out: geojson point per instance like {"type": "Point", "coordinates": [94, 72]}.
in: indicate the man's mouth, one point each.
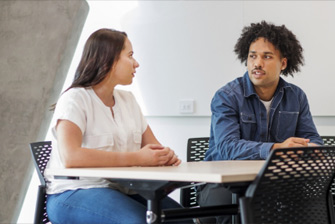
{"type": "Point", "coordinates": [258, 73]}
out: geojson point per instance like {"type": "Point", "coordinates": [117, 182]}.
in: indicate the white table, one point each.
{"type": "Point", "coordinates": [154, 183]}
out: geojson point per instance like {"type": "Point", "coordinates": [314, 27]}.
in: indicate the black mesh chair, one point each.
{"type": "Point", "coordinates": [292, 187]}
{"type": "Point", "coordinates": [41, 154]}
{"type": "Point", "coordinates": [330, 140]}
{"type": "Point", "coordinates": [196, 149]}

◆ ◆ ◆

Assigned task
Would you show all lines of the material above that contain the word "geojson"?

Exercise result
out: geojson point per instance like {"type": "Point", "coordinates": [94, 72]}.
out: geojson point per instance like {"type": "Point", "coordinates": [117, 182]}.
out: geojson point per instance like {"type": "Point", "coordinates": [314, 27]}.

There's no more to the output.